** begin Task material **

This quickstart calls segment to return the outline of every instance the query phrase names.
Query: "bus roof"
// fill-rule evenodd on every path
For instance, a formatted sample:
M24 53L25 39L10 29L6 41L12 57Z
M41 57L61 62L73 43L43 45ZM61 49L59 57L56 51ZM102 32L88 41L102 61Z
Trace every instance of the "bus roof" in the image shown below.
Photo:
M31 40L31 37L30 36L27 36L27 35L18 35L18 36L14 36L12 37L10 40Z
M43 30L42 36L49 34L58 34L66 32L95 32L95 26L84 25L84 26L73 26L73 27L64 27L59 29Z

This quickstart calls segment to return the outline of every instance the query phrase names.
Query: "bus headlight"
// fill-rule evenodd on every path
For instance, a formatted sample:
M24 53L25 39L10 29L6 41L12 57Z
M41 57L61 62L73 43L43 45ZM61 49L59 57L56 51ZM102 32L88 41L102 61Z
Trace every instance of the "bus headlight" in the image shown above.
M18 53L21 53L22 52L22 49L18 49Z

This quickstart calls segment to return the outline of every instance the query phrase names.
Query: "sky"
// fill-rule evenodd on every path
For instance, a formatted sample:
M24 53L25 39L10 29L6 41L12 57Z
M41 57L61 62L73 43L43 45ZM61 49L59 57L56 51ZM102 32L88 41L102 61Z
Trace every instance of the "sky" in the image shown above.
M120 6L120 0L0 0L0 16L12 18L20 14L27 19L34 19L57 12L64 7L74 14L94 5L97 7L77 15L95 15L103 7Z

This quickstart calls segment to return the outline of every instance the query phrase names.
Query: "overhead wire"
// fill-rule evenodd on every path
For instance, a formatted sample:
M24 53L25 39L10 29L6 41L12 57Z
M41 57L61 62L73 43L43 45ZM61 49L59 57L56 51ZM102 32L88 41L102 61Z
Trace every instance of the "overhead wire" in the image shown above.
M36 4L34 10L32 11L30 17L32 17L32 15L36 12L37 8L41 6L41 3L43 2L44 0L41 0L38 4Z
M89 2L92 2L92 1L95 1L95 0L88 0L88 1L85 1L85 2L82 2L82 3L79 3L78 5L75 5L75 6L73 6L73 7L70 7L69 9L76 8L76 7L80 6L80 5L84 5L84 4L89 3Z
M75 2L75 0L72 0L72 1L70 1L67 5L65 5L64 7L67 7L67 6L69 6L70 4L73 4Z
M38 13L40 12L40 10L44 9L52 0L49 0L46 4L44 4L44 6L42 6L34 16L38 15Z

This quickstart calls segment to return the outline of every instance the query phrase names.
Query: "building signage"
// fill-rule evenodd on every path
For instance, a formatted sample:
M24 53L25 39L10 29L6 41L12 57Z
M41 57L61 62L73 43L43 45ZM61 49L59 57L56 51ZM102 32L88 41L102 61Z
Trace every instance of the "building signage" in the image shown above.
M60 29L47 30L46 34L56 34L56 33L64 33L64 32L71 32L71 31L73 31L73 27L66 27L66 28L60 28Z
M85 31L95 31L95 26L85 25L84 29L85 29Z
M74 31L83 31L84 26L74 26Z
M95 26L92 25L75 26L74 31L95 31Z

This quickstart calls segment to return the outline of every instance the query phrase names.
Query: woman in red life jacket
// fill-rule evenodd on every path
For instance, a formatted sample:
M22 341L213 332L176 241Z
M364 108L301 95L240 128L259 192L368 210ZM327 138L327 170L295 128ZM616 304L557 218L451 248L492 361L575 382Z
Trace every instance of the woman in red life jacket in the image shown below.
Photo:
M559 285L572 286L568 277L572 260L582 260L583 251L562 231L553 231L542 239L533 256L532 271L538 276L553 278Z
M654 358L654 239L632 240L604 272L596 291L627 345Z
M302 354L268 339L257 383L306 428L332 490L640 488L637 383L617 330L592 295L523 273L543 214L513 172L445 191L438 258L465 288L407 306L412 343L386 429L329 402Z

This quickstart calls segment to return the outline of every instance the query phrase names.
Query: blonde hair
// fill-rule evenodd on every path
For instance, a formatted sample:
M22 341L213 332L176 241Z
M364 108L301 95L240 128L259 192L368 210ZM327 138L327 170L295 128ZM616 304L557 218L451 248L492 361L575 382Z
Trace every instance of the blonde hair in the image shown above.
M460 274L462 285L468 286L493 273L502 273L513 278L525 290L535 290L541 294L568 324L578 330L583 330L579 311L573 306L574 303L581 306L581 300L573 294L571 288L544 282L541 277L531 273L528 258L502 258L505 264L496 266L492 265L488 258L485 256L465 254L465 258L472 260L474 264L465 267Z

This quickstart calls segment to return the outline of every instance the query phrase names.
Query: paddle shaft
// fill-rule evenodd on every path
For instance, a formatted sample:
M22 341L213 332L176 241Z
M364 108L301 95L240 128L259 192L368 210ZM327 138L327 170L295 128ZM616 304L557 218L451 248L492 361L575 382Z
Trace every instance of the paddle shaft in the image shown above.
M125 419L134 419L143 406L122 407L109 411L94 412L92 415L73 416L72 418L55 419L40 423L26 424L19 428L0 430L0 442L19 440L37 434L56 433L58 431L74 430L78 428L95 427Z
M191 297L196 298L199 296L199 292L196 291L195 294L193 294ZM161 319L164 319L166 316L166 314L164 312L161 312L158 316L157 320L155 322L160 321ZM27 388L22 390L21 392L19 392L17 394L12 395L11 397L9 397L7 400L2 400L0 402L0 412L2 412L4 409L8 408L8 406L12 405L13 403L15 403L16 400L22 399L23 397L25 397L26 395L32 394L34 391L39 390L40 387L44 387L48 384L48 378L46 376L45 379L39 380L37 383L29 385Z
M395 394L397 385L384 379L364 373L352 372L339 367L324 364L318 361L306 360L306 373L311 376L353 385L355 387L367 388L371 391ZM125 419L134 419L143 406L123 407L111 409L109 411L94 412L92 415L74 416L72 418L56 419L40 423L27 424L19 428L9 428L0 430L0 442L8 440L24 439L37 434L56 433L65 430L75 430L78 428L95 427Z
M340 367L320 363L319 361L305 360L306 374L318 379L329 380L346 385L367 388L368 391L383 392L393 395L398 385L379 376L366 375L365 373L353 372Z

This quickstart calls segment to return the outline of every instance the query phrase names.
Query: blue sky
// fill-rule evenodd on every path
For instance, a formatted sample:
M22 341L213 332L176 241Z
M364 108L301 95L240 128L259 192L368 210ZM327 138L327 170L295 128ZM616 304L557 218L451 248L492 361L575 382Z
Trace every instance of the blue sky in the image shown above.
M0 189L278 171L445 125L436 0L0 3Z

** end Task material **

◆ Given problem
Please retype the records above, from their first line through the line that contains "M31 40L31 37L30".

◆ Problem solution
This quickstart calls segment to return the outline of every instance the query phrase names.
Query: "bus roof"
// fill-rule evenodd on every path
For instance, a formatted sample:
M24 53L25 39L10 29L6 41L12 57Z
M41 57L61 62L73 43L43 45ZM61 49L59 57L56 51ZM102 32L88 41L102 61Z
Trace every instance of the "bus roof" in the image shown below.
Photo:
M31 40L31 37L30 36L27 36L27 35L18 35L18 36L14 36L12 37L10 40Z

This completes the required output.